### TEXTAUSZUG

OGH 9Ob89/10v

OGH9Ob89/10v25.10.2011

Der Oberste Gerichtshof hat als Rekursgericht durch den Vizepräsidenten des Obersten Gerichtshofs Dr. Rohrer als Vorsitzenden und die Hofräte des Obersten Gerichtshofs Dr. Hopf, Hon.-Prof. Dr. Kuras und Mag. Ziegelbauer sowie die Hofrätin des Obersten Gerichtshofs Dr. Dehn als weitere Richter in der Rechtssache der klagenden Partei W***** H*****, vertreten durch Dr. Wolfgang Muchitsch, Rechtsanwalt in Graz, gegen die beklagte Partei *****Z***** GmbH, *****, vertreten durch Zöchbauer Frauenberger, Rechtsanwälte in Wien, wegen 235.000 EUR sA, infolge der Rekurse der klagenden Partei und der beklagten Partei gegen den Beschluss des Oberlandesgerichts Wien als Berufungsgericht vom 29. September 2010, GZ 4 R 175/10z-13, womit das Urteil des Handelsgerichts Wien vom 30. April 2010, GZ 14 Cg 27/09v-9, aufgehoben wurde, in nichtöffentlicher Sitzung den

Beschluss

gefasst:

 

Spruch:

Die Rekurse der klagenden Partei und der beklagten Partei werden zurückgewiesen.

Die klagende Partei ist schuldig, der beklagten Partei die mit 2.498,04 EUR (darin 416,34 EUR USt) bestimmten Kosten der Rekursbeantwortung binnen 14 Tagen zu ersetzen.

Die beklagte Partei ist schuldig, der klagenden Partei die mit 2.082,24 EUR (darin 347,04 EUR USt) bestimmten Kosten der Rekursbeantwortung binnen 14 Tagen zu ersetzen.

Text

Begründung

Die Beklagte schloss als Herausgeberin der Zeitung ***** am 17. 9. 2007 mit A***** P*****, C***** Projektentwicklung, eine Kooperationsvereinbarung, in der die Beklagte Werbeleistungen im Wert von 420.000 EUR exklusive USt zusagte, während sich ihr Vertragspartner verpflichtete, ein C***** Haus (Modell K*****) im Wert von 235.000 EUR exklusive USt samt Bild-, Logo- und Textmaterial für die Integration in die Marketing-Gewinnspielseiten der Beklagten zur Verfügung zu stellen. Die Klägerin ging bei dem in der Folge von der Beklagten veranstalteten „Traumhaus“-Gewinnspiel als Gewinnerin hervor.

Das Erstgericht gab dem Klagebegehren der Klägerin, mit dem sie den Geldwert des gewonnenen Hauses in der Höhe von 235.000 EUR sA begehrt, statt.

Das Berufungsgericht hob über Berufung der Beklagten das Ersturteil auf und verwies die Rechtssache zur neuerlichen Verhandlung und Entscheidung an das Erstgericht zurück. Den Rekurs an den Obersten Gerichtshof ließ das Berufungsgericht mit der Begründung zu, dass es an höchstgerichtlicher Rechtsprechung fehle, wen bei einem derartigen Gewinnspiel das „Konkursrisiko“ desjenigen treffe, aus dessen Sphäre die versprochene Sache zur Verfügung zu stellen sein werde.

### AUFGEFÜHRTE ZEILEN
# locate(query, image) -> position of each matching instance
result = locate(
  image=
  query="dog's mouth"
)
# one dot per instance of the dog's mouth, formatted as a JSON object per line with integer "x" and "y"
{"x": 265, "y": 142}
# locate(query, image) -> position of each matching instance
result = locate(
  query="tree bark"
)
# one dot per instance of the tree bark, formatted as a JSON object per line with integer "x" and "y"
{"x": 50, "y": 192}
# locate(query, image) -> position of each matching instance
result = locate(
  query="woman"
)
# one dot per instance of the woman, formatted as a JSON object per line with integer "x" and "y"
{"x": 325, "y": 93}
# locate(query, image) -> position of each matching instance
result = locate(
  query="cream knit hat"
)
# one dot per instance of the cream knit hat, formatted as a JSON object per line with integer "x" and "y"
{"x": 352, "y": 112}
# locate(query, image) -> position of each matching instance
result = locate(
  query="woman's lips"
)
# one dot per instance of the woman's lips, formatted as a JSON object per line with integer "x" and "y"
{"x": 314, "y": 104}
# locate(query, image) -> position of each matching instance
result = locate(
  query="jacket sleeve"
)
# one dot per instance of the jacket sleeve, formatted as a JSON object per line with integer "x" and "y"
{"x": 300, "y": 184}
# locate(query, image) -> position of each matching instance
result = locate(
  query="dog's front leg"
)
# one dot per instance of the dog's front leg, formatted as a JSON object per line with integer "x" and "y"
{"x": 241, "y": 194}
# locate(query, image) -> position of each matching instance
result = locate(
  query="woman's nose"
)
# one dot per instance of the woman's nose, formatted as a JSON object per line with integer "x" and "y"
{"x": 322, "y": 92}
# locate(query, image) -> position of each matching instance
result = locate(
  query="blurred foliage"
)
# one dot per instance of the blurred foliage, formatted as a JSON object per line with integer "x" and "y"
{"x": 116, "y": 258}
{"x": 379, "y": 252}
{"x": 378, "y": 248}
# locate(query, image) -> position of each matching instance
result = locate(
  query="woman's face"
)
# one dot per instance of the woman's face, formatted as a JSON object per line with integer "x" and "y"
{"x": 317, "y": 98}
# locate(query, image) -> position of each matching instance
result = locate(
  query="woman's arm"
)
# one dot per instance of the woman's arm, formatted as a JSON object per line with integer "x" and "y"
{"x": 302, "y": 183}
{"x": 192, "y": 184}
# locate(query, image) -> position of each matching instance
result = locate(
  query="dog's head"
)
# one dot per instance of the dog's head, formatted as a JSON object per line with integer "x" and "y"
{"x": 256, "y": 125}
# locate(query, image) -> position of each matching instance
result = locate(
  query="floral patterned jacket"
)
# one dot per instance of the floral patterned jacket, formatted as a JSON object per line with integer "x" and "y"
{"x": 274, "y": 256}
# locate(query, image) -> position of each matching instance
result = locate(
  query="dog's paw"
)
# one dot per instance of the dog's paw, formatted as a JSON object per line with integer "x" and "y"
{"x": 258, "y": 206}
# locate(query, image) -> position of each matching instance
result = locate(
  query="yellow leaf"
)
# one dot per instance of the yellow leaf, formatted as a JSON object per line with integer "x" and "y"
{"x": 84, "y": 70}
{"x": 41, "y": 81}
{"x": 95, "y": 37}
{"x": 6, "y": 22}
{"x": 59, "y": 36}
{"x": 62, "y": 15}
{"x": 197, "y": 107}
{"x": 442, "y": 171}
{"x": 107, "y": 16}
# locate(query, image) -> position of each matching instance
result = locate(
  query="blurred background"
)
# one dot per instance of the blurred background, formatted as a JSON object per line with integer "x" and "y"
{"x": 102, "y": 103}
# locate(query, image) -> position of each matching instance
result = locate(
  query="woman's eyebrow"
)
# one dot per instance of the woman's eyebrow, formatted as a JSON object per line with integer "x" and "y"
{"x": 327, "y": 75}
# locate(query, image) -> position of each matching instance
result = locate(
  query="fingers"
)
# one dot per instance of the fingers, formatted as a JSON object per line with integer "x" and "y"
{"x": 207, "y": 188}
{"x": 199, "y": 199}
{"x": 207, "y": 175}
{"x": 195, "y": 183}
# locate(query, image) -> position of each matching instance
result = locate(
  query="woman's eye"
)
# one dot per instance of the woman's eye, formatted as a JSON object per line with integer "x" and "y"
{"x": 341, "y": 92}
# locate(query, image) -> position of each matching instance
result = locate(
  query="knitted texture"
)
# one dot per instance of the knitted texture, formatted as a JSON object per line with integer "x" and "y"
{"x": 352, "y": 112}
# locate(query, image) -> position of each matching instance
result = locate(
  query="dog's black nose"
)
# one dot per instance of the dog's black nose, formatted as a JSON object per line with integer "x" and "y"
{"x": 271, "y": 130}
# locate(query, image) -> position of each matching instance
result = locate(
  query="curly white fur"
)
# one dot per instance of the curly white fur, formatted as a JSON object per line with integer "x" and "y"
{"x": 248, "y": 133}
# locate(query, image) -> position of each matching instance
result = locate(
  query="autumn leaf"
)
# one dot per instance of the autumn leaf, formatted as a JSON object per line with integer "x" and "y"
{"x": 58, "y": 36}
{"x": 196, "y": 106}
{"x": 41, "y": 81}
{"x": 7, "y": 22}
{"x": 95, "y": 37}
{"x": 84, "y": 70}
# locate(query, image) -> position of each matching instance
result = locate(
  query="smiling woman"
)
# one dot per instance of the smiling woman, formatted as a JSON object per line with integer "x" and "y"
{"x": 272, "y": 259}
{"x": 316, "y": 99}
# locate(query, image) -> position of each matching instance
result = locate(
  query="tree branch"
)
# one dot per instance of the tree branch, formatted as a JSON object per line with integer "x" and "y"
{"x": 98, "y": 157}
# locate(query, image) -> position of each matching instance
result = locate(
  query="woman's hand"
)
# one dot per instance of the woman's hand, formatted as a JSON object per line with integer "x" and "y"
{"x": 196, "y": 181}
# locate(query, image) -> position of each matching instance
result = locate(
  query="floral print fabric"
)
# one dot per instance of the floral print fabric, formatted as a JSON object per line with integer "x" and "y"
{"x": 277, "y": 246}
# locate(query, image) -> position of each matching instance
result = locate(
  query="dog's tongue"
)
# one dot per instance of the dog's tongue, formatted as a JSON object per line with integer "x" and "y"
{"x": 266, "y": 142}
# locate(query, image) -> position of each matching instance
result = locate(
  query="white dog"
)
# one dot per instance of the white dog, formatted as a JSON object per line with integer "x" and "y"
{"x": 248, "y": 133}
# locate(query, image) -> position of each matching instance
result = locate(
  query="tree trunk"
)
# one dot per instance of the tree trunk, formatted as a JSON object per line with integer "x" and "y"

### ARBEITSAUFTRAG
Schreiben Sie aus dem Gerichtsbeschluss die Stelle ab, die mit „Das Erstgericht gab“ anfängt und bis einschließlich „stellen sein werde.“ geht.

### ERGEBNIS
Das Erstgericht gab dem Klagebegehren der Klägerin, mit dem sie den Geldwert des gewonnenen Hauses in der Höhe von 235.000 EUR sA begehrt, statt.

Das Berufungsgericht hob über Berufung der Beklagten das Ersturteil auf und verwies die Rechtssache zur neuerlichen Verhandlung und Entscheidung an das Erstgericht zurück. Den Rekurs an den Obersten Gerichtshof ließ das Berufungsgericht mit der Begründung zu, dass es an höchstgerichtlicher Rechtsprechung fehle, wen bei einem derartigen Gewinnspiel das „Konkursrisiko“ desjenigen treffe, aus dessen Sphäre die versprochene Sache zur Verfügung zu stellen sein werde.